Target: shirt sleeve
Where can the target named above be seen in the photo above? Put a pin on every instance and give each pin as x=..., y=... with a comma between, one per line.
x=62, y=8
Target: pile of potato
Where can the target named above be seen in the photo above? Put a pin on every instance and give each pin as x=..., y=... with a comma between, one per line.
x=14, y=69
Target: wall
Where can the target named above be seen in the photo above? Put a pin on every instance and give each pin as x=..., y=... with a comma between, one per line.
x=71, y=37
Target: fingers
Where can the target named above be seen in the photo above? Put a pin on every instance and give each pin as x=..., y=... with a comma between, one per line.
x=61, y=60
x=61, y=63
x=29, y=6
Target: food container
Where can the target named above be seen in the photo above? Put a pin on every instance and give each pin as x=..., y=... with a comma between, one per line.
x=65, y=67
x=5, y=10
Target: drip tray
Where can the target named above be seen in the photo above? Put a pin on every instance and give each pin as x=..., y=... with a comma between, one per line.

------------

> _YOUR GOAL_
Rewrite all the entries above, changing every "instance" to "occurrence" and leaving everything else as it is.

> _RESULT OF THE EXERCISE_
Target: shirt sleeve
Where can the target named above be seen in the photo above? Put a pin on every occurrence and give each pin as x=..., y=... with a comma between, one per line.
x=62, y=8
Target: pile of potato
Where can the target named above be seen in the photo above? Put a pin on every occurrence and give each pin as x=..., y=... with a comma between, one per line.
x=14, y=69
Target: wall
Where can the target named above be seen in the photo above? Put a pin on every occurrence and give each pin as x=..., y=... with a comma between, one per line.
x=71, y=37
Target: fingers
Where can the target named above be seen in the photo above? Put a pin on every occurrence and give each pin as x=..., y=... with a comma between, one per line.
x=61, y=60
x=61, y=63
x=29, y=6
Target: food container
Where can the target named above be seen in the photo above? Put a pin on every occurrence and give each pin as x=..., y=... with a comma between, one per line.
x=65, y=67
x=5, y=10
Target: drip tray
Where can the target named above be seen in the photo above? Put a pin on every occurrence and give each pin as x=..., y=... with a comma between, one per line.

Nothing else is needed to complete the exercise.